Problem details: Your job is to restate each entry word for word.

### Source records

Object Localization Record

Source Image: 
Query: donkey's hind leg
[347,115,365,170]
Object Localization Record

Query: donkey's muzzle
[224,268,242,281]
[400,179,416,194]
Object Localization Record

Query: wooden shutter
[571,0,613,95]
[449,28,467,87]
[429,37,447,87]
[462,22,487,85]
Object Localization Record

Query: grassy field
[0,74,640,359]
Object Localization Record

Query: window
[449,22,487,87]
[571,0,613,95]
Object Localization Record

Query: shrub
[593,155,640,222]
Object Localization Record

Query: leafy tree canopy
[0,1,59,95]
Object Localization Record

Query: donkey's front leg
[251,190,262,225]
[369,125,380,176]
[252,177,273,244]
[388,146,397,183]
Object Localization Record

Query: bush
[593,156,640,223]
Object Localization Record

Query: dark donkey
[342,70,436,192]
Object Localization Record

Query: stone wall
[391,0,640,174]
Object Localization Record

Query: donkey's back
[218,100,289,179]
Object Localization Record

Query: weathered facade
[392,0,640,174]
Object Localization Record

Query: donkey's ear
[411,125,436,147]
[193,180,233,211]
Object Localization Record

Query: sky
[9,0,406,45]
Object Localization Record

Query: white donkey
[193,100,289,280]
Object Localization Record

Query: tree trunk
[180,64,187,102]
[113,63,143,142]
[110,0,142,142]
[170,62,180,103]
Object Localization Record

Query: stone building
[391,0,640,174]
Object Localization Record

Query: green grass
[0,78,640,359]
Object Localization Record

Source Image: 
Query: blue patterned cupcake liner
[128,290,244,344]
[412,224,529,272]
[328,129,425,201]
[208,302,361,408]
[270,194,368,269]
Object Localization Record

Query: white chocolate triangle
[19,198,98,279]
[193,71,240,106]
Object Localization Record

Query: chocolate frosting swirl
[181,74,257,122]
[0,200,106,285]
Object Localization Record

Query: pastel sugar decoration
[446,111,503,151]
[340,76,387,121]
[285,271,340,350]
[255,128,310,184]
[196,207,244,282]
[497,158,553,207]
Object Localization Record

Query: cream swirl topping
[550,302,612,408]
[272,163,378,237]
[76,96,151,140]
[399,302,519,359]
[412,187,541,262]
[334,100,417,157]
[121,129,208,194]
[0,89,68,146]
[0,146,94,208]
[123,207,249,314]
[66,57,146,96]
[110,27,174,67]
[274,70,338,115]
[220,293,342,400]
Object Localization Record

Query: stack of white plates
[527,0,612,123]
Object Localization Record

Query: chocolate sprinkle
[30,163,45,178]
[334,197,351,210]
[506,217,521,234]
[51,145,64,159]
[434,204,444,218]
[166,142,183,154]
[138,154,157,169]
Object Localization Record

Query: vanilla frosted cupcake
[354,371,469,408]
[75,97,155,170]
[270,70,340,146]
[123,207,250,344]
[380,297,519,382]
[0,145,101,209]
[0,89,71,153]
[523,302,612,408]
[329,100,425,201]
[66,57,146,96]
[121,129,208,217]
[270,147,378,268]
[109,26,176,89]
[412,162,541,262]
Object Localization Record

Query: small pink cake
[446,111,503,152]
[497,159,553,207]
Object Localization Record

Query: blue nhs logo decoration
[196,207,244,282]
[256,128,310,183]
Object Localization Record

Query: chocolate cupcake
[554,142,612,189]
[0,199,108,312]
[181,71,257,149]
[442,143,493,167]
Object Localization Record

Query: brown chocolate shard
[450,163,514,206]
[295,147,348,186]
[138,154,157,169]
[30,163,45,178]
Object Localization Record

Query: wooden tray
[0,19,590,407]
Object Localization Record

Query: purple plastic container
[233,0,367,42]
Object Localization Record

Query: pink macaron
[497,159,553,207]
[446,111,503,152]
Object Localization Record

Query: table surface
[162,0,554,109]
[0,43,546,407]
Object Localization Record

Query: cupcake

######

Complete output:
Object Localization Record

Source Image: 
Query: donkey's hind leg
[347,115,365,170]
Object Localization Record

Query: donkey's muzzle
[224,268,242,281]
[400,179,416,194]
Object Localization Record

Query: wooden shutter
[571,0,613,95]
[449,28,467,87]
[429,37,447,87]
[462,22,487,85]
Object Localization Record

Query: grassy field
[0,74,640,359]
Object Localization Record

Query: window
[449,22,487,87]
[571,0,613,95]
Object Localization Record

Query: shrub
[593,155,640,222]
Object Localization Record

Query: leafy tree canopy
[0,1,59,95]
Object Localization Record

Query: donkey's front leg
[251,190,262,225]
[369,125,380,176]
[252,177,273,244]
[388,146,397,183]
Object Localization Record

Query: bush
[593,156,640,223]
Object Localization Record

Query: dark donkey
[342,70,436,192]
Object Localization Record

Query: stone wall
[391,0,640,174]
Object Localization Record

Query: donkey's back
[218,100,289,179]
Object Localization Record

Query: weathered facade
[392,0,640,174]
Object Localization Record

Query: donkey's ear
[411,125,436,147]
[193,180,233,211]
Object Localization Record

Query: sky
[9,0,406,45]
Object Localization Record

Query: white donkey
[193,100,289,280]
Object Localization Record

Query: tree trunk
[180,64,187,102]
[113,63,143,142]
[110,0,142,142]
[170,62,180,103]
Object Localization Record

Query: stone building
[391,0,640,174]
Object Localization Record

Query: green grass
[0,78,640,359]
Object Localization Record

Source Image: 
Query: blue patterned cupcake liner
[128,290,244,344]
[412,224,529,272]
[328,129,425,201]
[208,302,361,408]
[270,194,368,269]
Object Localization Record

Query: white chocolate triangle
[19,198,98,279]
[193,71,240,106]
Object Localization Record

Query: chocolate frosting swirl
[181,74,257,122]
[0,200,106,285]
Object Localization Record

Query: pastel sugar decoration
[446,111,503,151]
[340,76,387,121]
[285,271,340,350]
[255,128,310,184]
[196,207,244,282]
[497,158,553,207]
Object Localization Record

Query: cream swirl topping
[550,302,612,408]
[272,163,378,237]
[76,96,151,140]
[399,302,519,359]
[412,187,541,262]
[334,100,417,157]
[121,129,208,194]
[0,89,68,146]
[0,146,94,208]
[123,207,249,314]
[66,57,146,96]
[110,27,174,67]
[274,70,338,115]
[220,293,342,400]
Object Localization Record

Query: stack of white plates
[527,0,612,123]
Object Localization Record

Query: chocolate sprinkle
[30,163,45,178]
[334,197,351,210]
[506,217,521,234]
[51,145,64,159]
[434,204,444,218]
[166,142,183,154]
[138,154,157,169]
Object Localization Record

Query: vanilla frosted cupcake
[354,371,469,408]
[75,97,155,170]
[270,70,340,146]
[123,207,250,344]
[380,297,519,382]
[0,145,101,209]
[0,89,71,153]
[523,302,612,408]
[329,100,425,201]
[66,57,146,96]
[121,129,208,217]
[270,147,378,268]
[109,26,176,89]
[412,162,541,262]
Object Localization Record

Query: small pink cake
[446,111,503,152]
[497,159,553,207]
Object Localization Record

Query: blue nhs logo decoration
[196,207,244,282]
[256,128,310,183]
Object Localization Record

Query: chocolate cupcake
[554,142,612,189]
[0,199,108,312]
[181,71,257,149]
[442,143,493,167]
Object Localization Record

Query: brown chocolate shard
[450,163,514,206]
[295,147,348,186]
[138,154,157,169]
[30,163,45,178]
Object Localization Record

Query: wooden tray
[0,19,590,407]
Object Localization Record

Query: purple plastic container
[233,0,367,42]
Object Localization Record

Query: pink macaron
[497,159,553,207]
[446,111,503,152]
Object Localization Record

Query: table surface
[162,0,554,109]
[0,43,546,407]
Object Localization Record

Query: cupcake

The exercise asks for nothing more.